**What you need to do:** Copy out exactly the lines from the one containing "of the baseboard" to the end of the records below, both included, and nothing else.
________________________________________
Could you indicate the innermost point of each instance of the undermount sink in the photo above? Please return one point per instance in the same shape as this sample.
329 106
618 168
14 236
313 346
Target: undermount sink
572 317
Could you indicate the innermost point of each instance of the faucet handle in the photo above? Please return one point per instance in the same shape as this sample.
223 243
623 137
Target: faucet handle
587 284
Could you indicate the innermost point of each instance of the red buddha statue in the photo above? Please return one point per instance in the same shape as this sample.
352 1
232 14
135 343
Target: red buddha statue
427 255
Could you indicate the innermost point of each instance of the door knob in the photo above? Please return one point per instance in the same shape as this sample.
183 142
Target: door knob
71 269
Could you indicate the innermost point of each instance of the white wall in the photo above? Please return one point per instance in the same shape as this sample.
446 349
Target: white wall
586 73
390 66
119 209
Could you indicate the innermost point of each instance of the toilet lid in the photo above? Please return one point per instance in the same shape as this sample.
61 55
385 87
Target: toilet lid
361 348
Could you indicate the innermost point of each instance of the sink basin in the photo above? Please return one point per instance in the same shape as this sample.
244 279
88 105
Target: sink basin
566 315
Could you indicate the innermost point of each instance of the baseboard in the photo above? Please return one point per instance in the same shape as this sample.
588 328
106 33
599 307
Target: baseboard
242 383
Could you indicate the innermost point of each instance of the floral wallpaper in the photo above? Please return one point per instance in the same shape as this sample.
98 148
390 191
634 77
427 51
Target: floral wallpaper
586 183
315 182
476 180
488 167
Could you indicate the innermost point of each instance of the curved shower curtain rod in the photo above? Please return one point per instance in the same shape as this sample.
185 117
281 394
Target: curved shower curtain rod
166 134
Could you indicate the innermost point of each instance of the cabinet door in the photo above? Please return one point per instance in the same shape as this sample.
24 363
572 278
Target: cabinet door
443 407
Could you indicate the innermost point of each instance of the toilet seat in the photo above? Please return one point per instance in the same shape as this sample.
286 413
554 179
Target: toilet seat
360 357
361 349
________________________________________
**Task result:**
Could you indicate the innermost point of each instance of the baseboard in the photo above? Please return one point per instance in the same shape as this sample.
588 328
106 33
599 307
Target: baseboard
242 383
Could you indicate the innermost point of each instance of the floral wallpaper in the photo above? Please return one point per instance in the same shape as this sample.
98 148
390 191
634 77
427 51
Target: floral wallpaper
586 183
315 182
476 180
488 167
Could you indicate the innermost point of each instance of the curved shower curtain rod in the photo above? Please return one point per instance in the same shape as this sample.
185 117
281 394
Target: curved shower curtain rod
166 134
Could you indicate the innermost point of each instance of the cabinet door in the photo above? Please return one point per instance in the same shape as this sample.
24 363
572 278
Target: cabinet door
443 407
Could you indicate the innermost point of each instance of the toilet seat in the photo above? Please return one point per instance in the same shape as this sample.
286 413
554 179
Target: toilet seat
360 357
361 349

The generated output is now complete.